PROBLEM STATEMENT =
Search the entries below for the line containing "the white hotel"; from there to the end, return every line exactly and add nothing.
----
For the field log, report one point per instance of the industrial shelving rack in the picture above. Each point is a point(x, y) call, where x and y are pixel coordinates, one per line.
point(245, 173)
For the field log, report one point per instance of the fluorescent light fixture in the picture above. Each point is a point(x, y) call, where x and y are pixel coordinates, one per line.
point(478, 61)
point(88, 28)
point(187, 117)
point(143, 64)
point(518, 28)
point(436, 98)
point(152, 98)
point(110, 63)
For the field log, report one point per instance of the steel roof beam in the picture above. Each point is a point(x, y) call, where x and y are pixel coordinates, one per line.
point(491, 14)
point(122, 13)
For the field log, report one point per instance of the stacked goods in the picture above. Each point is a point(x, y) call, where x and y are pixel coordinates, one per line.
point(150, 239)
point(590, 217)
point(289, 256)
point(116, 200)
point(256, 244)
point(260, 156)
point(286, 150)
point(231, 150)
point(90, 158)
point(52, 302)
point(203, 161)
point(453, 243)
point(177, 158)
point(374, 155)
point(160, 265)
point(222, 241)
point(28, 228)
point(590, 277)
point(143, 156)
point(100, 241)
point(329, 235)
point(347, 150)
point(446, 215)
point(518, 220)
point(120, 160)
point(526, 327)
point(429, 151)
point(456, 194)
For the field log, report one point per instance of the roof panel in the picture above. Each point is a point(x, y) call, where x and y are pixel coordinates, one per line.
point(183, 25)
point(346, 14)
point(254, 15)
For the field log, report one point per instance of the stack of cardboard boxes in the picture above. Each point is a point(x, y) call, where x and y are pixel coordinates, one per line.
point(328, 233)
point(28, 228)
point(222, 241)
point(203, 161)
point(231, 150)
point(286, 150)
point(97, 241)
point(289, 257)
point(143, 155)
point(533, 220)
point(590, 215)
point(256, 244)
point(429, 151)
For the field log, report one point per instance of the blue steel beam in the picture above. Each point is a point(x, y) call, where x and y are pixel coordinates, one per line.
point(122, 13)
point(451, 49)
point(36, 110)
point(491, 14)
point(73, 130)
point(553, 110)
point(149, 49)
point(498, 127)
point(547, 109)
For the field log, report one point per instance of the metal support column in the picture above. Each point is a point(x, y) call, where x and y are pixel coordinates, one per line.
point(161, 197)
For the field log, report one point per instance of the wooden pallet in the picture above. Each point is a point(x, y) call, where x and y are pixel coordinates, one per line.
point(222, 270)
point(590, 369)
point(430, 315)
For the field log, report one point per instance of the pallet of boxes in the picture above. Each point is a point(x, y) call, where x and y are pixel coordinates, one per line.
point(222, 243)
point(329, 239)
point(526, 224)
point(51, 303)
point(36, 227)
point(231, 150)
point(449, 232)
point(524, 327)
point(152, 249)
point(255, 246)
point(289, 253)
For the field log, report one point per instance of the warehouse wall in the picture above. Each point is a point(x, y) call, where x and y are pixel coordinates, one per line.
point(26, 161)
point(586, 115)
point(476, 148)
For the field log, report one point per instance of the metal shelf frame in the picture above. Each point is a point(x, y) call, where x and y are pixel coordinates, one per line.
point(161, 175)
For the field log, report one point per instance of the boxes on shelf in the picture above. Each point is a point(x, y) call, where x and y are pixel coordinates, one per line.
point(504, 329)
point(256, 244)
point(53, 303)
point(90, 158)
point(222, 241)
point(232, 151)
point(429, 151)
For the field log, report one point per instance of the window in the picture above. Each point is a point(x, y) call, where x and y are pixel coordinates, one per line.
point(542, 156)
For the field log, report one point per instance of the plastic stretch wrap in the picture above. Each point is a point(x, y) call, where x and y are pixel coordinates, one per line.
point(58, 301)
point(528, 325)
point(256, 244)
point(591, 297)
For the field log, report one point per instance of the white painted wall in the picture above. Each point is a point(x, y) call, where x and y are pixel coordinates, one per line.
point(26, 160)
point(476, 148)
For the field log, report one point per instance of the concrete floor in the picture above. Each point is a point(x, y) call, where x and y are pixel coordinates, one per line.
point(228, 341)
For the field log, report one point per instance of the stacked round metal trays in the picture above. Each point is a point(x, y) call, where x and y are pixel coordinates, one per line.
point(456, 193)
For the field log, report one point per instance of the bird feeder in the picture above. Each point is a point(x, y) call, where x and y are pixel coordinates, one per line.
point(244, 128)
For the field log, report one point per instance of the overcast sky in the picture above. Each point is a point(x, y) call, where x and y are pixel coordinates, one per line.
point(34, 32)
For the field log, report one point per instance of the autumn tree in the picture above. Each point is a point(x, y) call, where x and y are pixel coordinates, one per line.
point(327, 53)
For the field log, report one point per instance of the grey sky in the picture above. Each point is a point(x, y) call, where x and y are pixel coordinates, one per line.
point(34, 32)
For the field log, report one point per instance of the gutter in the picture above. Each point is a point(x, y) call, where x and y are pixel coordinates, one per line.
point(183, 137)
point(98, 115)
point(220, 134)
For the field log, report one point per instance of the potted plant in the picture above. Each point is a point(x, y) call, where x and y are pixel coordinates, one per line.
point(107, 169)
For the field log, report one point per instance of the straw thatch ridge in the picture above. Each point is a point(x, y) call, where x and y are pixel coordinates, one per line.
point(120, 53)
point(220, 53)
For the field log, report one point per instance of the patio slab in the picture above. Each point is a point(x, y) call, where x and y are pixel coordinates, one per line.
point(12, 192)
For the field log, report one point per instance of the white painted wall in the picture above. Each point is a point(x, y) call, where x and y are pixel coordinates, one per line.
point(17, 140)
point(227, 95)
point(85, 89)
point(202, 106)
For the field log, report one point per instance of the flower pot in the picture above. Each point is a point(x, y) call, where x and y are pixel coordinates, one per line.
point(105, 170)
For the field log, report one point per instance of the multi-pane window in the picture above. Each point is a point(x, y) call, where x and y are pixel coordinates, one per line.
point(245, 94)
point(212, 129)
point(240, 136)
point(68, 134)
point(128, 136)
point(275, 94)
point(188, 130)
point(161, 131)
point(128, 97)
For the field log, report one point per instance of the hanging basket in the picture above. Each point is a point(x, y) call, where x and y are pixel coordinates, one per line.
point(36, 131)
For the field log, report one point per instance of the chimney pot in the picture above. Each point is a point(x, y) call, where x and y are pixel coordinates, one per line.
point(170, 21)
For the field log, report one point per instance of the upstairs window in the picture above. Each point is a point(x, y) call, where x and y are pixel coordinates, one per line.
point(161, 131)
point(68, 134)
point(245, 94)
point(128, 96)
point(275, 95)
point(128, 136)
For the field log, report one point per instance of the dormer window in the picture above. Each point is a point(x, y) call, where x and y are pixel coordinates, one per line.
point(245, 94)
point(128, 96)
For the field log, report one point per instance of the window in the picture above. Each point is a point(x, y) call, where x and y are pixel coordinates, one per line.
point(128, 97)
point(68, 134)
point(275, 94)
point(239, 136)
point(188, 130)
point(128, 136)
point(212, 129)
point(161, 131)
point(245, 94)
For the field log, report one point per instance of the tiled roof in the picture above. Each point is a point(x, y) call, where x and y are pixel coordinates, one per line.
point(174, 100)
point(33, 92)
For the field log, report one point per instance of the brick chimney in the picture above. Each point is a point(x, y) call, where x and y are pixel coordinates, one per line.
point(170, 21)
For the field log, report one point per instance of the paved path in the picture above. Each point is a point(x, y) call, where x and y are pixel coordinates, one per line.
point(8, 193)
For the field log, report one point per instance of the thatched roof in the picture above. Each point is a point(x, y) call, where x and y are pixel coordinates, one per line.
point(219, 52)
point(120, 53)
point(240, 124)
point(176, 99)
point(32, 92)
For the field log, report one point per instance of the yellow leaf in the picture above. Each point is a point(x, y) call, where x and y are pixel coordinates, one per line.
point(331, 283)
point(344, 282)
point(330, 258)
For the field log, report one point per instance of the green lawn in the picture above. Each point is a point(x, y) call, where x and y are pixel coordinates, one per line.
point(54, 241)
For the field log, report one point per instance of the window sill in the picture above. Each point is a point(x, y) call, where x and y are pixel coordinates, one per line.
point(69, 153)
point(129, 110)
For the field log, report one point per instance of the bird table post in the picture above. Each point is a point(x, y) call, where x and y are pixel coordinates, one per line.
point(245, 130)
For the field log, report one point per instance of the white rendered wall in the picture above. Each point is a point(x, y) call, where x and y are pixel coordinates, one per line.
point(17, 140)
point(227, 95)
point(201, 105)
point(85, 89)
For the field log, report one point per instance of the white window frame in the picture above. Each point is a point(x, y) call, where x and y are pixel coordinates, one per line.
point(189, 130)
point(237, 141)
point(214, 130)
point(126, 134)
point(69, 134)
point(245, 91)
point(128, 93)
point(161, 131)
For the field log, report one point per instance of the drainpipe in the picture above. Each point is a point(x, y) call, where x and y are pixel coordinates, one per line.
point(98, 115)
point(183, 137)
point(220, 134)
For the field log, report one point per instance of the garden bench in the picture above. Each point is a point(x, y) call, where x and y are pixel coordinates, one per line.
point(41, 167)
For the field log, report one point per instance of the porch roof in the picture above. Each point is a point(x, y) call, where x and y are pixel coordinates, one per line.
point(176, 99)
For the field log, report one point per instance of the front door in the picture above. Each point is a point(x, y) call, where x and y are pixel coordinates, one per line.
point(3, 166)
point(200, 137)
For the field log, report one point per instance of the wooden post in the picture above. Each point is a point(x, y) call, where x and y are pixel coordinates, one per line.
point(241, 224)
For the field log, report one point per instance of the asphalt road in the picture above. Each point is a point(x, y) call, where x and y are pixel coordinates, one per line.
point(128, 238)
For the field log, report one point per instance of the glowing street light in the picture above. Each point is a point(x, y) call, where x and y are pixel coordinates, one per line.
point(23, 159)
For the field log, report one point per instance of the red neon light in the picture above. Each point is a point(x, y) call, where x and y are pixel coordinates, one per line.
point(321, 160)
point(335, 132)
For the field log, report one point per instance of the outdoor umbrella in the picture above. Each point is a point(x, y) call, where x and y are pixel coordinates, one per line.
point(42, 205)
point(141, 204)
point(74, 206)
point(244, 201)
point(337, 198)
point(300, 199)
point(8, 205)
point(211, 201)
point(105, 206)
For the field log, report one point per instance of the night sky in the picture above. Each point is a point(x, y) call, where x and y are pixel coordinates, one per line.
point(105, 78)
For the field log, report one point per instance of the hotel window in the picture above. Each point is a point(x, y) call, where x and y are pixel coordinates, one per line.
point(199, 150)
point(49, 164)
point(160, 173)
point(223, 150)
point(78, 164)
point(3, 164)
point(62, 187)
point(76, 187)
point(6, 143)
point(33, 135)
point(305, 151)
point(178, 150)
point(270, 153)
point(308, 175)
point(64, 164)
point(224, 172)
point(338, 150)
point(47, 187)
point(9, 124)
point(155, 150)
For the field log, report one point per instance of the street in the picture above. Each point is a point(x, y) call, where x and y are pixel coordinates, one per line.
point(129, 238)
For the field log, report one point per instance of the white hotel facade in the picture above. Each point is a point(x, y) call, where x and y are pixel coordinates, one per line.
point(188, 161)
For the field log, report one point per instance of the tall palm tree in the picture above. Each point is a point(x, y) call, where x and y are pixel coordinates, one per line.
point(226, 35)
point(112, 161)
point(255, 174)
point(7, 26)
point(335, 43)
----
RESPONSE TO THE TASK =
For the field log, report one point per instance of the white hotel facade in the picture above. Each point is a point(x, y) call, where x and y are pixel coordinates, one per line.
point(188, 161)
For the field log, report one point per instance of the tall palm tree in the picture above. Each point is a point(x, y) call, where x and y are pixel coordinates, one per line.
point(226, 35)
point(112, 161)
point(255, 174)
point(7, 26)
point(335, 43)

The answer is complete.